━━━━━ Supplied passage

I moved to Paris two years ago to join the research center that Crozier founded, the centre de sociolology des organisations.  The CSO is associated with the Institut d’Études Politiques de Paris (Sciences Po).  Crozier also taught at Sciences Po for many years.

Crozier’s intellectual journey began, as mine did, with a study of the United States labor movement.   But it was his 1964 book, The Bureaucratic Phenomenon, that established him as a major voice in our field.  That book challenged (or maybe it is better to say, evolved) the Weberian view of bureaucracy.  Before him, organizational theory focused largely on what we could see in an organizational chart.  What went on behind that chart — the interpersonal relationships in which were embedded multiple, often contradictory systems of power — was seen as a distraction or, worse, something to be suppressed.   Along with his contemporary, Alvin Gouldner, Michel Crozier brought these kinds of relationships into the light.   This led Crozier to conclude that organizations limited actors as much as they enabled them; that organizations were not simply solutions to problems, they were problems to be solved too.  Myriad schools of thought within our field have followed from this.

━━━━━━━━━━
━━━━━ Information supplied

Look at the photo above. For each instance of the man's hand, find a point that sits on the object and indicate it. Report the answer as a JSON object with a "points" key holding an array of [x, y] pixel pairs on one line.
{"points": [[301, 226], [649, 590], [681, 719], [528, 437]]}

━━━━━━━━━━

What to do: Update the passage about Michel Crozier, giving everything from "I moved to Paris" down to "for many years." with "research center" changed to "research institute".

Output for this exercise:
I moved to Paris two years ago to join the research institute that Crozier founded, the centre de sociolology des organisations.  The CSO is associated with the Institut d’Études Politiques de Paris (Sciences Po).  Crozier also taught at Sciences Po for many years.